BEGIN Document excerpt
Including the Library

Include the main header to access all public functionality:

#include <libvroom.h>

Basic Parsing Example

#include <libvroom.h>
#include <iostream>

int main() {
    // Load CSV file into SIMD-aligned buffer
    libvroom::FileBuffer buffer = libvroom::load_file("data.csv");
    if (!buffer.valid()) {
        std::cerr << "Failed to load file\n";
        return 1;
    }

    // Create parser (optionally specify thread count)
    libvroom::Parser parser(4);  // Use 4 threads

    // Parse with automatic dialect detection
    auto result = parser.parse(buffer.data(), buffer.size());

    if (result.success()) {
        std::cout << "Columns: " << result.num_columns() << "\n";
        std::cout << "Rows: " << result.num_rows() << "\n";
        std::cout << "Delimiter: '" << result.dialect.delimiter << "'\n";
    }

    // Check for errors (unified API)
END Document excerpt
#### What is required:
Pick up the libvroom usage guide at the point where it stops and carry it on from there.
BEGIN Listed entries
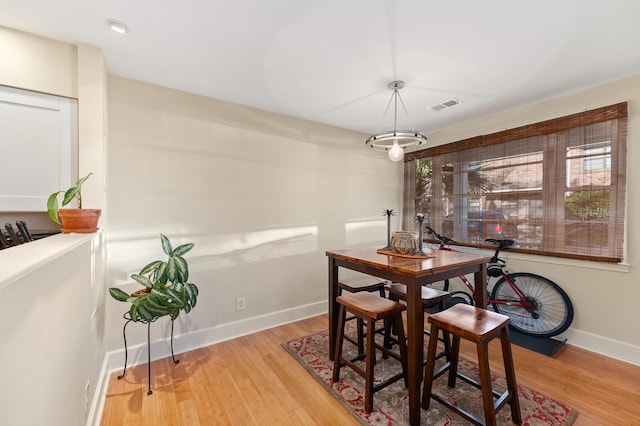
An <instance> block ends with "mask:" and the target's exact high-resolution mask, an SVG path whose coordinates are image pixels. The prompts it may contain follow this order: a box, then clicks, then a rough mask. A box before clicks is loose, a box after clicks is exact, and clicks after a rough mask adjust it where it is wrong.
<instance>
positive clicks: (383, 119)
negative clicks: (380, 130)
mask: <svg viewBox="0 0 640 426" xmlns="http://www.w3.org/2000/svg"><path fill="white" fill-rule="evenodd" d="M387 87H388V88H389V90H393V93H392V94H391V99H389V103H388V104H387V109H386V110H385V112H384V115H383V116H382V122H381V123H380V126H381V127H382V123H383V122H384V119H385V117H386V116H387V112H389V106H390V105H391V102H392V101H393V103H394V105H393V110H394V111H393V113H394V116H393V131H387V132H384V133H380V128H378V133H377V134H375V135H373V136H370V137H369V139H367V141H366V142H365V143H366V145H367V146H368V147H370V148H372V149H374V150H377V151H387V152H388V153H389V158H390V159H391V161H400V160H402V158H403V157H404V150H405V149H406V148H408V147H412V146H420V145H422V144H423V143H426V142H427V137H426V136H425V135H423V134H422V133H420V132H416V131H415V130H397V127H398V126H397V123H398V100H400V104H401V105H402V109H403V110H404V113H405V115H406V116H407V119H409V123H411V118H409V114H408V113H407V108H406V107H405V106H404V102H402V98H401V97H400V93H398V91H399V90H400V89H402V88H403V87H404V81H399V80H397V81H392V82H391V83H389V84H387ZM411 127H412V128H413V123H411Z"/></svg>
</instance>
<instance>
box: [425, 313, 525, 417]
mask: <svg viewBox="0 0 640 426" xmlns="http://www.w3.org/2000/svg"><path fill="white" fill-rule="evenodd" d="M429 323H430V324H431V334H432V335H436V336H437V335H438V332H439V331H440V330H442V331H446V332H448V333H449V334H451V336H452V343H451V353H450V358H449V362H447V363H446V364H445V365H443V366H442V367H441V368H440V369H439V370H438V371H437V372H435V371H434V370H435V360H436V343H437V342H436V340H435V339H433V342H432V341H431V339H430V340H429V349H428V351H427V366H426V368H425V380H424V391H423V394H422V408H425V409H428V408H429V405H430V402H431V399H434V400H436V401H438V402H440V403H441V404H443V405H445V406H446V407H447V408H449V409H451V410H453V411H456V412H458V413H459V414H460V415H462V416H463V417H465V418H466V419H467V420H469V421H471V422H473V423H475V424H478V425H495V424H496V416H495V413H496V411H498V410H499V409H501V408H502V407H503V406H504V405H505V404H506V403H508V404H509V405H510V407H511V419H512V421H513V422H514V423H516V424H521V423H522V416H521V413H520V402H519V400H518V387H517V385H516V375H515V369H514V366H513V356H512V353H511V342H510V341H509V333H508V326H509V317H507V316H505V315H502V314H498V313H495V312H491V311H487V310H486V309H482V308H476V307H474V306H471V305H466V304H464V303H459V304H457V305H453V306H452V307H450V308H449V309H447V310H445V311H442V312H438V313H435V314H432V315H431V316H429ZM498 337H499V338H500V342H501V346H502V357H503V360H504V370H505V375H506V379H507V389H506V390H505V392H503V393H502V394H500V393H497V392H495V391H494V390H493V389H492V387H491V371H490V370H489V342H490V341H491V340H493V339H495V338H498ZM460 339H465V340H469V341H471V342H474V343H475V344H476V348H477V352H478V367H479V370H480V382H477V381H475V380H473V379H471V378H469V377H467V376H465V375H463V374H461V373H459V372H458V355H459V353H460ZM445 371H449V381H448V385H449V387H455V384H456V378H458V377H459V378H461V379H462V380H464V381H465V382H467V383H469V384H471V385H473V386H475V387H477V388H478V389H480V390H481V391H482V403H483V407H484V421H482V420H481V419H480V418H478V417H476V416H474V415H473V414H471V413H469V412H468V411H466V410H464V409H463V408H462V407H459V406H458V405H455V404H453V403H452V402H450V401H447V400H445V399H444V398H442V397H441V396H440V395H437V394H434V393H433V392H432V390H431V388H432V385H433V380H435V379H436V378H437V377H439V376H440V375H442V374H444V372H445ZM494 397H495V398H497V401H495V402H494Z"/></svg>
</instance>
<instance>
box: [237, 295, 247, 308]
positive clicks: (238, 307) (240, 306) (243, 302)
mask: <svg viewBox="0 0 640 426" xmlns="http://www.w3.org/2000/svg"><path fill="white" fill-rule="evenodd" d="M246 307H247V305H246V300H245V299H244V297H238V298H237V299H236V311H244V309H245V308H246Z"/></svg>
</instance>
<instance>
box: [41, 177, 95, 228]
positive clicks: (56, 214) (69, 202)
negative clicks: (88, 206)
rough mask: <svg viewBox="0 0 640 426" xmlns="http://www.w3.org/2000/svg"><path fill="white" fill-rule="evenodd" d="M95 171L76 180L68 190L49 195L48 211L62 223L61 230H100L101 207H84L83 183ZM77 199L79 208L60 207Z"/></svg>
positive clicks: (83, 182) (48, 211)
mask: <svg viewBox="0 0 640 426" xmlns="http://www.w3.org/2000/svg"><path fill="white" fill-rule="evenodd" d="M92 174H93V173H89V174H88V175H86V176H85V177H83V178H80V179H78V180H77V181H76V183H75V184H73V186H72V187H71V188H69V189H67V190H66V191H56V192H54V193H53V194H51V195H49V198H48V199H47V212H48V213H49V217H50V218H51V220H52V221H54V222H55V223H57V224H60V225H62V228H61V231H62V232H64V233H69V232H80V233H91V232H96V231H97V230H98V220H99V219H100V213H101V211H100V209H83V208H82V184H83V183H84V182H85V181H86V180H87V179H89V176H91V175H92ZM60 194H64V196H63V198H62V203H61V204H59V195H60ZM74 200H76V201H77V202H78V208H77V209H73V208H67V209H60V206H62V207H64V206H66V205H68V204H69V203H71V202H72V201H74Z"/></svg>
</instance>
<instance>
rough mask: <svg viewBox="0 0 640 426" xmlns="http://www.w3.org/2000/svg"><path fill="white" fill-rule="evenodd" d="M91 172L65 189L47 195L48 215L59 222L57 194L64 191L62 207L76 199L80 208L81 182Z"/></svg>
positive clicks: (62, 199)
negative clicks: (63, 195)
mask: <svg viewBox="0 0 640 426" xmlns="http://www.w3.org/2000/svg"><path fill="white" fill-rule="evenodd" d="M92 174H93V173H89V174H88V175H86V176H85V177H83V178H81V179H78V180H77V181H76V183H75V184H73V186H72V187H71V188H69V189H67V190H66V191H56V192H54V193H53V194H51V195H49V198H48V199H47V212H48V213H49V217H50V218H51V220H53V221H54V222H55V223H57V224H60V212H59V210H60V206H59V204H58V195H60V194H63V193H64V197H63V198H62V207H64V206H66V205H67V204H69V203H70V202H72V201H73V200H78V208H79V209H82V184H83V183H84V181H86V180H87V179H89V176H91V175H92Z"/></svg>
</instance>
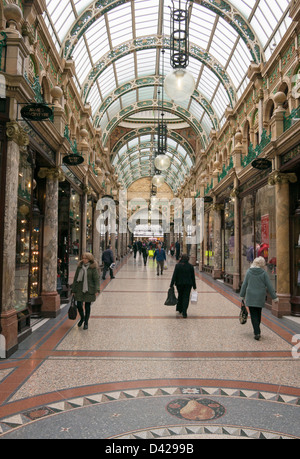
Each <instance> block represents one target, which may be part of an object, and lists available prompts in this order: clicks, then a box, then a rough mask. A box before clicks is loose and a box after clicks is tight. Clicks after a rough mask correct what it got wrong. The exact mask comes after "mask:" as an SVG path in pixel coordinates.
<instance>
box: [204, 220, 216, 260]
mask: <svg viewBox="0 0 300 459" xmlns="http://www.w3.org/2000/svg"><path fill="white" fill-rule="evenodd" d="M213 246H214V219H213V212H210V213H209V214H208V215H207V225H206V241H205V251H204V264H205V265H206V266H212V267H213V265H214V252H213Z"/></svg>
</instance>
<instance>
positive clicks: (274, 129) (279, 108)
mask: <svg viewBox="0 0 300 459" xmlns="http://www.w3.org/2000/svg"><path fill="white" fill-rule="evenodd" d="M285 101H286V95H285V94H284V92H277V93H276V94H275V96H274V103H275V110H274V113H273V116H272V118H271V120H270V127H271V134H272V135H271V140H277V139H278V138H279V137H280V136H281V134H283V130H284V126H283V120H284V114H285V109H284V108H283V104H284V102H285Z"/></svg>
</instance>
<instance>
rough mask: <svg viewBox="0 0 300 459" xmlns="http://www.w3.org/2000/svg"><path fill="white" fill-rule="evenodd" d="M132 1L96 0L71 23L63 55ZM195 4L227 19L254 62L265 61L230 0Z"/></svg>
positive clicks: (259, 50) (248, 23)
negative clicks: (122, 7)
mask: <svg viewBox="0 0 300 459" xmlns="http://www.w3.org/2000/svg"><path fill="white" fill-rule="evenodd" d="M127 2H130V0H94V1H93V2H92V3H91V4H90V5H89V6H87V7H86V8H85V10H84V11H83V12H82V13H81V14H80V15H79V17H78V18H76V20H75V21H74V23H73V24H72V25H71V27H70V29H69V32H68V33H67V35H66V37H65V39H64V41H63V43H62V47H61V54H62V57H64V58H68V57H70V56H71V55H72V52H73V50H74V47H75V46H76V44H77V43H78V40H79V39H80V38H81V36H82V35H83V34H84V33H85V32H86V31H87V30H88V28H89V27H91V26H92V25H93V24H94V22H95V21H96V20H98V19H99V18H100V17H101V16H103V15H104V14H105V13H108V12H109V11H111V10H112V9H114V8H116V7H118V6H120V5H122V4H124V3H127ZM194 3H195V4H197V3H198V4H200V5H201V6H204V7H205V8H207V9H209V10H211V11H213V12H214V13H216V14H218V15H219V16H220V17H222V18H223V19H225V20H226V22H227V23H228V24H230V25H231V26H232V27H233V28H234V29H235V30H236V31H237V33H238V34H239V36H240V37H241V38H242V39H243V40H244V42H245V43H246V44H247V46H248V48H249V49H250V52H251V55H252V58H253V60H254V62H256V63H259V62H262V61H263V57H264V53H263V50H262V47H261V44H260V41H259V39H258V37H257V36H256V34H255V31H254V29H253V28H252V26H251V24H250V23H249V22H248V20H247V19H246V18H245V17H244V16H243V15H242V14H241V12H240V10H239V9H237V8H235V7H234V6H233V5H232V4H231V3H230V2H229V1H226V0H222V1H217V0H208V1H203V0H194Z"/></svg>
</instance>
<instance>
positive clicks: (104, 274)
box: [102, 245, 114, 280]
mask: <svg viewBox="0 0 300 459" xmlns="http://www.w3.org/2000/svg"><path fill="white" fill-rule="evenodd" d="M102 261H103V264H104V268H103V274H102V279H103V280H104V279H105V276H106V272H107V271H108V270H109V273H110V278H111V279H114V272H113V270H112V268H111V267H110V266H111V264H112V263H114V254H113V251H112V249H111V245H109V246H108V247H107V249H106V250H104V252H103V254H102Z"/></svg>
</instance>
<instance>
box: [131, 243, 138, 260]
mask: <svg viewBox="0 0 300 459" xmlns="http://www.w3.org/2000/svg"><path fill="white" fill-rule="evenodd" d="M132 248H133V258H136V253H137V248H138V247H137V243H136V241H134V243H133V246H132Z"/></svg>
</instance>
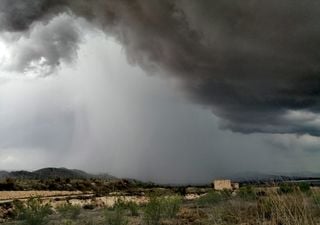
END Listed entries
#### Result of the task:
    if (result.has_errors()) {
        std::cerr << result.error_summary() << "\n";
    }

    return 0;
}

Row and Column Iteration

Access parsed data with type-safe extraction:

#include <libvroom.h>
#include <iostream>

int main() {
    libvroom::FileBuffer buffer = libvroom::load_file("data.csv");
    libvroom::Parser parser;
    auto result = parser.parse(buffer.data(), buffer.size());

    // Iterate over rows
    for (auto row : result.rows()) {
        // Access by column name
        auto name = row.get<std::string>("name");
        auto age = row.get<int>("age");

        if (name.ok() && age.ok()) {
            std::cout << name.get() << " is " << age.get() << " years old\n";
        }
    }

    // Or extract entire columns
    auto names = result.column<std::string>("name");
    auto ages = result.column<int64_t>("age");

    // With default values for missing data
    auto scores = result.column_or<double>("score", 0.0);

    return 0;
}

Parsing with Known Dialect

If you know the CSV dialect in advance:

#include <libvroom.h>

int main() {
    libvroom::FileBuffer buffer = libvroom::load_file("data.csv");
    libvroom::Parser parser;

    // Predefined dialects
    auto result = parser.parse(buffer.data(), buffer.size(),
        {.dialect = libvroom::Dialect::csv()});  // Standard CSV

    // Other predefined dialects:
    // libvroom::Dialect::tsv()       - Tab-separated
    // libvroom::Dialect::semicolon() - Semicolon-separated
    // libvroom::Dialect::pipe()      - Pipe-separated

    return result.success() ? 0 : 1;
}

Dialect Detection

Detect the dialect of a CSV file without parsing:

#include <libvroom.h>
#include <iostream>

int main() {
    auto detection = libvroom::detect_dialect_file("data.csv");

    if (detection.success()) {
        std::cout << "Delimiter: '" << detection.dialect.delimiter << "'\n";
        std::cout << "Quote char: '" << detection.dialect.quote_char << "'\n";
        std::cout << "Has header: " << (detection.has_header ? "yes" : "no") << "\n";
        std::cout << "Columns: " << detection.detected_columns << "\n";
        std::cout << "Confidence: " << (detection.confidence * 100) << "%\n";
    }

    return 0;
}

Streaming Parser (Large Files)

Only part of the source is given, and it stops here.